* [Exercise directions] Reproduce the data verbatim, starting with the line that contains "of the rolled" and continuing through the last line of the data, with both ends included. Omit the pictures from your output.

* [Material for this task]
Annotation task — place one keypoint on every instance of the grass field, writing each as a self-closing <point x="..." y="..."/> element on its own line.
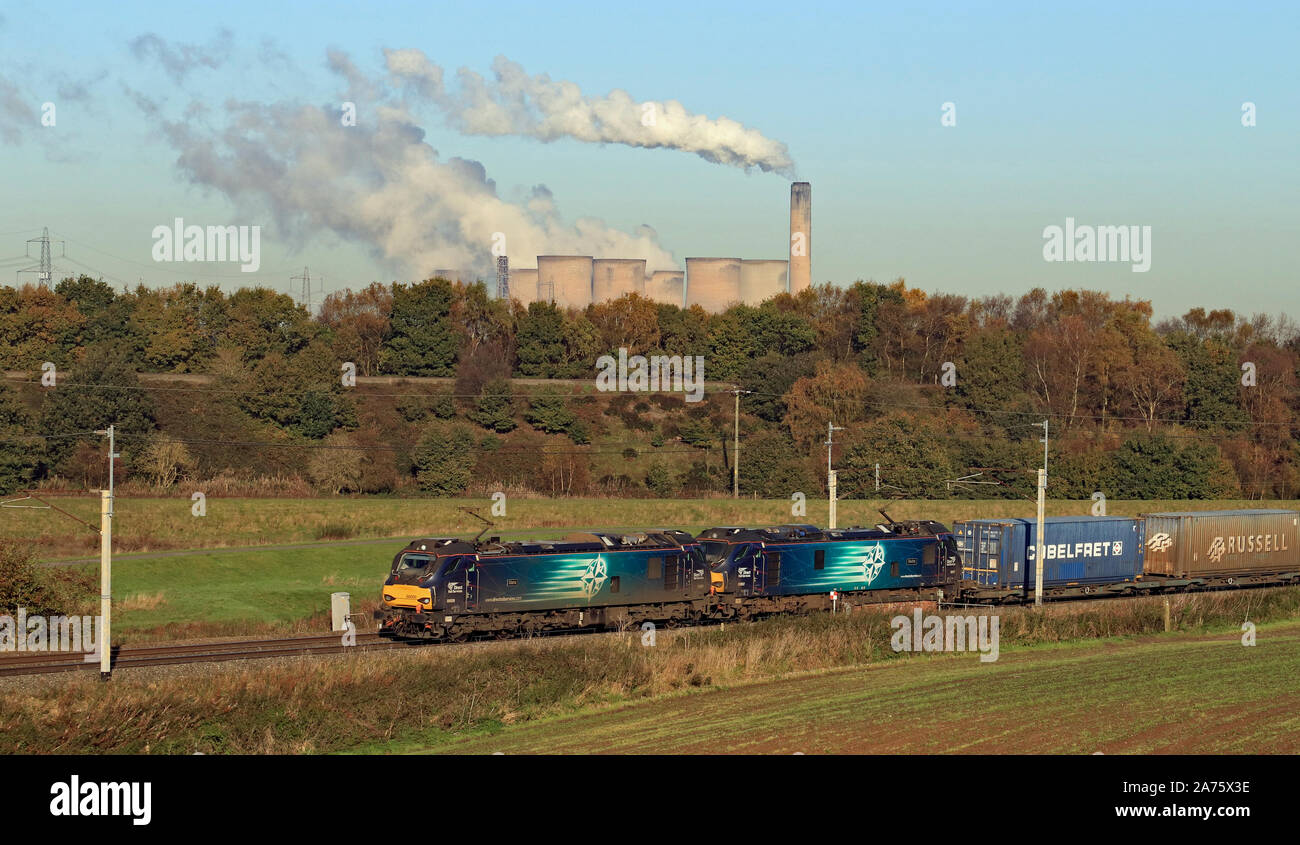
<point x="143" y="524"/>
<point x="238" y="589"/>
<point x="1187" y="694"/>
<point x="1080" y="677"/>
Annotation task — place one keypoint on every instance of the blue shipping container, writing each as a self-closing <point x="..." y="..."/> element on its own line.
<point x="1000" y="553"/>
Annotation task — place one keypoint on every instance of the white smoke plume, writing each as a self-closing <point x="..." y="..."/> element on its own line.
<point x="380" y="183"/>
<point x="515" y="103"/>
<point x="377" y="182"/>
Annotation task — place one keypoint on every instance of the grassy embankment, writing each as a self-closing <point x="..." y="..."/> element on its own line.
<point x="1070" y="679"/>
<point x="250" y="592"/>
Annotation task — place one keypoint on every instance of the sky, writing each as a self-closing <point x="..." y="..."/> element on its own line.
<point x="228" y="115"/>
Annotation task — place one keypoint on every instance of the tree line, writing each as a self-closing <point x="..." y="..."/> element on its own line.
<point x="943" y="391"/>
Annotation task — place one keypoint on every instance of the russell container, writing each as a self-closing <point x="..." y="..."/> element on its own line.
<point x="1000" y="553"/>
<point x="1222" y="542"/>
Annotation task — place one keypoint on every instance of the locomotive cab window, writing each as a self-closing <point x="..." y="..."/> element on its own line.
<point x="410" y="563"/>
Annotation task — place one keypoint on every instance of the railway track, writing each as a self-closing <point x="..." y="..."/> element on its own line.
<point x="137" y="657"/>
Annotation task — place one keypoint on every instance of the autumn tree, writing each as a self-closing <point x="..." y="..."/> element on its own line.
<point x="359" y="323"/>
<point x="631" y="323"/>
<point x="836" y="391"/>
<point x="421" y="339"/>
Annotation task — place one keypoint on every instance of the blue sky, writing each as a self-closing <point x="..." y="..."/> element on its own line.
<point x="1109" y="113"/>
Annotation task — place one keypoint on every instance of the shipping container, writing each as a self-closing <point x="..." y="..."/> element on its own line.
<point x="1221" y="542"/>
<point x="1080" y="550"/>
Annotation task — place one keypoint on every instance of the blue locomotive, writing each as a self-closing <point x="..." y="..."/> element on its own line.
<point x="449" y="588"/>
<point x="453" y="589"/>
<point x="800" y="567"/>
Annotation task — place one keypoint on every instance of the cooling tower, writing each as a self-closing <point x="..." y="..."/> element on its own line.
<point x="667" y="287"/>
<point x="564" y="280"/>
<point x="801" y="237"/>
<point x="615" y="277"/>
<point x="523" y="286"/>
<point x="713" y="284"/>
<point x="762" y="278"/>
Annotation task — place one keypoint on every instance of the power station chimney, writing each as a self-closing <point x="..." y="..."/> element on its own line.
<point x="801" y="237"/>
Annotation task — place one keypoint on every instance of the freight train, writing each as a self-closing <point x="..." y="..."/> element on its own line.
<point x="1117" y="555"/>
<point x="453" y="589"/>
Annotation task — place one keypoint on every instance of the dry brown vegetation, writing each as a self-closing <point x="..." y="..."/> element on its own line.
<point x="434" y="693"/>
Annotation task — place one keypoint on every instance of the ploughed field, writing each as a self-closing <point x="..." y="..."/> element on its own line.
<point x="1153" y="694"/>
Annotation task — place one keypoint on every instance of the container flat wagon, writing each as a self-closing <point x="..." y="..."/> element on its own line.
<point x="1084" y="555"/>
<point x="1114" y="555"/>
<point x="1238" y="546"/>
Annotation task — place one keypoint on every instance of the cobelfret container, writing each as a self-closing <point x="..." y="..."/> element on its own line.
<point x="1208" y="542"/>
<point x="1079" y="550"/>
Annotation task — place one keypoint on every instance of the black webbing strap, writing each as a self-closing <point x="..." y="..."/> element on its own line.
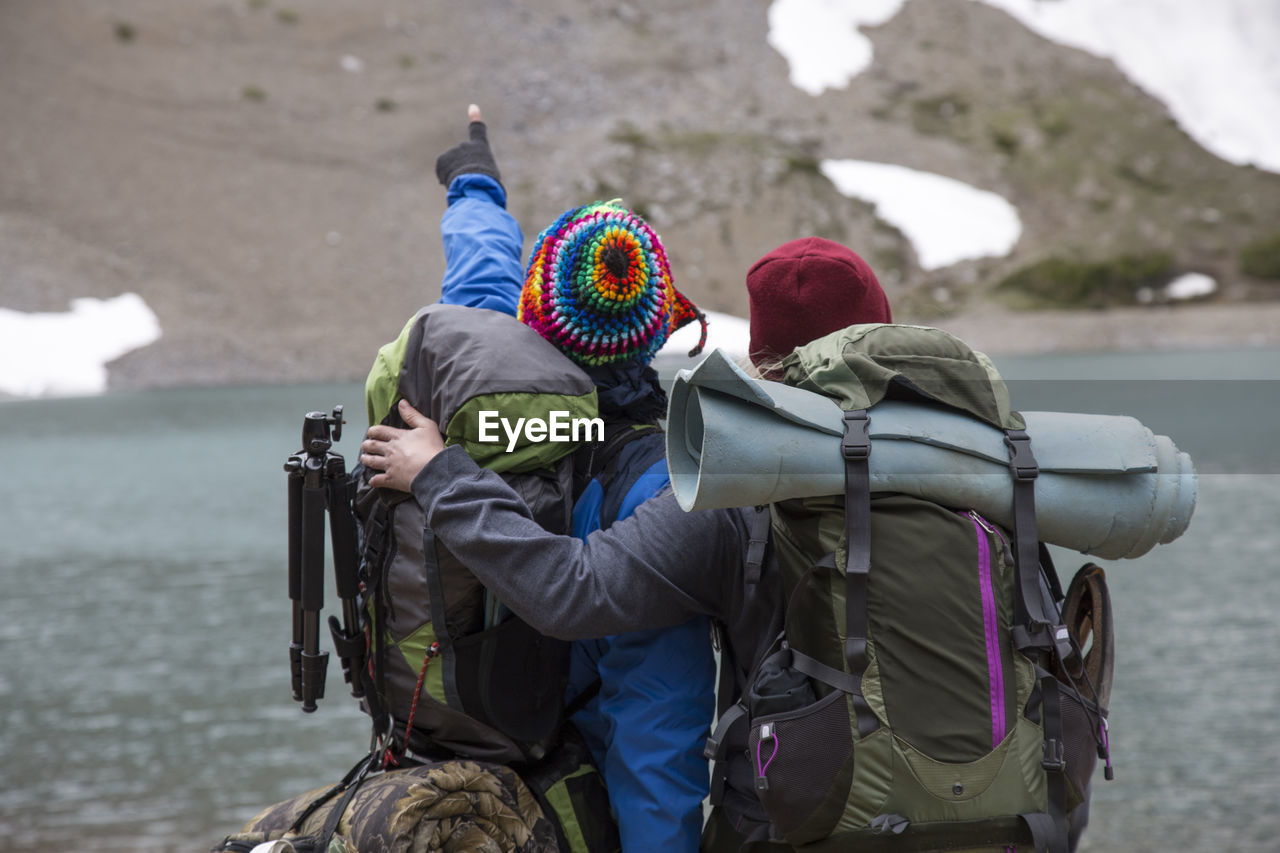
<point x="855" y="446"/>
<point x="1022" y="464"/>
<point x="1034" y="623"/>
<point x="757" y="546"/>
<point x="435" y="589"/>
<point x="716" y="749"/>
<point x="1054" y="760"/>
<point x="1036" y="629"/>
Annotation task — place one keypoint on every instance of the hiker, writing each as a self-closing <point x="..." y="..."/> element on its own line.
<point x="659" y="566"/>
<point x="654" y="687"/>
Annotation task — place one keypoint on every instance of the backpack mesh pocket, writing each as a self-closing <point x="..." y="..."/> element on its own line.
<point x="798" y="757"/>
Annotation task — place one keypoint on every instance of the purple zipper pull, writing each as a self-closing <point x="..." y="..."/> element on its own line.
<point x="1105" y="749"/>
<point x="767" y="733"/>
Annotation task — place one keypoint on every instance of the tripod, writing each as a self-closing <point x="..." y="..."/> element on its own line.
<point x="318" y="483"/>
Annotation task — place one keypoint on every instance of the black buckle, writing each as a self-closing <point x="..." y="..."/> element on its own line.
<point x="1054" y="756"/>
<point x="856" y="442"/>
<point x="1022" y="461"/>
<point x="888" y="825"/>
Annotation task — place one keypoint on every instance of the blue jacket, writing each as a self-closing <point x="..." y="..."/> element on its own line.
<point x="648" y="723"/>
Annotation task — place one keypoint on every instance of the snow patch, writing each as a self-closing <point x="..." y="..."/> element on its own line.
<point x="821" y="39"/>
<point x="723" y="332"/>
<point x="65" y="354"/>
<point x="945" y="219"/>
<point x="1191" y="286"/>
<point x="1214" y="64"/>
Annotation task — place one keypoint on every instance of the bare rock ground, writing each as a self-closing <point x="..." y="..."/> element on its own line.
<point x="261" y="172"/>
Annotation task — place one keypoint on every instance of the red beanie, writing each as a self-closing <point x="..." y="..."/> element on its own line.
<point x="807" y="288"/>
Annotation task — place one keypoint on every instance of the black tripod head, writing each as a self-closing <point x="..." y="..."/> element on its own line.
<point x="318" y="483"/>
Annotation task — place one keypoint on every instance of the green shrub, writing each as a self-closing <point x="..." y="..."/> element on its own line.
<point x="1060" y="283"/>
<point x="1261" y="258"/>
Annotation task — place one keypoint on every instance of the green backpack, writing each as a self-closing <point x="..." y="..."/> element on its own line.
<point x="449" y="670"/>
<point x="927" y="692"/>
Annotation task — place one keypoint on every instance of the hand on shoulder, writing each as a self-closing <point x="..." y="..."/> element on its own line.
<point x="400" y="455"/>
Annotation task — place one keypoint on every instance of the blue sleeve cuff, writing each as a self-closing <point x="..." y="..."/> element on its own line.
<point x="476" y="186"/>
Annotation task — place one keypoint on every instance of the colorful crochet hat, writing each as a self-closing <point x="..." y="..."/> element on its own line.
<point x="599" y="287"/>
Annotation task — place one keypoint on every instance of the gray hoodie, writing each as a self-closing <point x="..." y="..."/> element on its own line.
<point x="657" y="568"/>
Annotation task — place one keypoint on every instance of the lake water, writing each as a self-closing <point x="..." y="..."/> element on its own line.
<point x="145" y="620"/>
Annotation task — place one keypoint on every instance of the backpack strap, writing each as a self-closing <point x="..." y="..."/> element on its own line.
<point x="855" y="446"/>
<point x="1040" y="634"/>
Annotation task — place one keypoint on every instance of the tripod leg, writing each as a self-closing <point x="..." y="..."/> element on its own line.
<point x="312" y="583"/>
<point x="295" y="468"/>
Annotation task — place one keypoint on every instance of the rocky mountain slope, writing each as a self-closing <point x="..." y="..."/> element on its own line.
<point x="261" y="170"/>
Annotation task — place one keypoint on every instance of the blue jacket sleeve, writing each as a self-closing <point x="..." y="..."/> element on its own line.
<point x="647" y="730"/>
<point x="483" y="245"/>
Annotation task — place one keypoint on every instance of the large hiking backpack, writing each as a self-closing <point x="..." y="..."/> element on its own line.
<point x="451" y="671"/>
<point x="927" y="692"/>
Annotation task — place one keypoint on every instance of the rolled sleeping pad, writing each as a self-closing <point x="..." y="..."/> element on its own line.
<point x="1106" y="484"/>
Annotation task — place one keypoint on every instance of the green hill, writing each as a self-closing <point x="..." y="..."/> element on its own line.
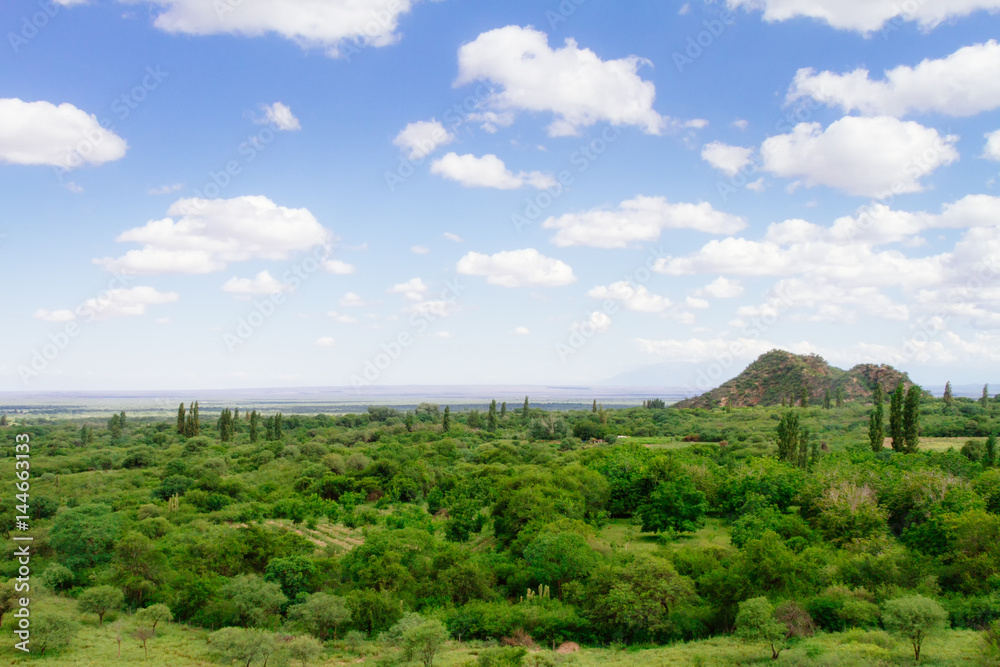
<point x="778" y="375"/>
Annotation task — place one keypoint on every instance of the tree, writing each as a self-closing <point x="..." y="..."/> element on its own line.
<point x="876" y="431"/>
<point x="304" y="649"/>
<point x="242" y="645"/>
<point x="423" y="641"/>
<point x="755" y="622"/>
<point x="100" y="600"/>
<point x="911" y="420"/>
<point x="51" y="632"/>
<point x="788" y="436"/>
<point x="913" y="617"/>
<point x="154" y="614"/>
<point x="675" y="505"/>
<point x="321" y="613"/>
<point x="896" y="419"/>
<point x="254" y="598"/>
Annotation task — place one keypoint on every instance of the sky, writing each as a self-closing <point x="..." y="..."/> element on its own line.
<point x="264" y="193"/>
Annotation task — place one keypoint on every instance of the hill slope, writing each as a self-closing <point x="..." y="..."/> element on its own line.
<point x="778" y="375"/>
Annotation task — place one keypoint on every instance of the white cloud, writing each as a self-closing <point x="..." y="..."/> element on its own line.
<point x="598" y="322"/>
<point x="866" y="16"/>
<point x="517" y="268"/>
<point x="352" y="300"/>
<point x="423" y="138"/>
<point x="342" y="319"/>
<point x="722" y="288"/>
<point x="339" y="268"/>
<point x="165" y="189"/>
<point x="964" y="84"/>
<point x="281" y="116"/>
<point x="413" y="289"/>
<point x="488" y="171"/>
<point x="204" y="236"/>
<point x="860" y="156"/>
<point x="992" y="150"/>
<point x="325" y="24"/>
<point x="574" y="84"/>
<point x="638" y="299"/>
<point x="262" y="283"/>
<point x="125" y="302"/>
<point x="639" y="219"/>
<point x="727" y="159"/>
<point x="41" y="133"/>
<point x="55" y="315"/>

* [Expected output]
Annotation task — place one keypoint on every instance of the rolled sleeping pad, writing each as a self-closing <point x="..." y="..."/> element on its own line.
<point x="1106" y="484"/>
Annotation task — place one keypoint on every instance of the green hill, writing each as a self-closing <point x="..." y="..."/> element on its own line.
<point x="778" y="375"/>
Annotation task — place one keypoint on every instance of the tree, writing each as a self-closing <point x="..." y="..."/> element on its own line.
<point x="876" y="431"/>
<point x="304" y="649"/>
<point x="242" y="645"/>
<point x="423" y="641"/>
<point x="755" y="622"/>
<point x="100" y="600"/>
<point x="911" y="420"/>
<point x="51" y="632"/>
<point x="788" y="436"/>
<point x="913" y="617"/>
<point x="154" y="614"/>
<point x="675" y="505"/>
<point x="321" y="613"/>
<point x="896" y="419"/>
<point x="254" y="598"/>
Annotation task — place one keypoint on every instance of the sky, writing each as a self-closing <point x="..." y="..."/> element on its own line.
<point x="264" y="193"/>
Annotation task — place one keypoint on every instance of the hill slope, writing each as a self-closing <point x="..." y="..."/> element on its own line.
<point x="778" y="375"/>
Annotation task — place one keypoint on every instance of the white cloud, writing each as a self-closing <point x="..." y="..."/> element on its own line.
<point x="598" y="322"/>
<point x="866" y="16"/>
<point x="517" y="268"/>
<point x="352" y="300"/>
<point x="423" y="138"/>
<point x="342" y="319"/>
<point x="722" y="288"/>
<point x="339" y="268"/>
<point x="165" y="189"/>
<point x="964" y="84"/>
<point x="281" y="116"/>
<point x="413" y="289"/>
<point x="488" y="171"/>
<point x="204" y="236"/>
<point x="860" y="156"/>
<point x="992" y="150"/>
<point x="325" y="24"/>
<point x="574" y="84"/>
<point x="638" y="299"/>
<point x="262" y="283"/>
<point x="125" y="302"/>
<point x="639" y="219"/>
<point x="727" y="159"/>
<point x="41" y="133"/>
<point x="55" y="315"/>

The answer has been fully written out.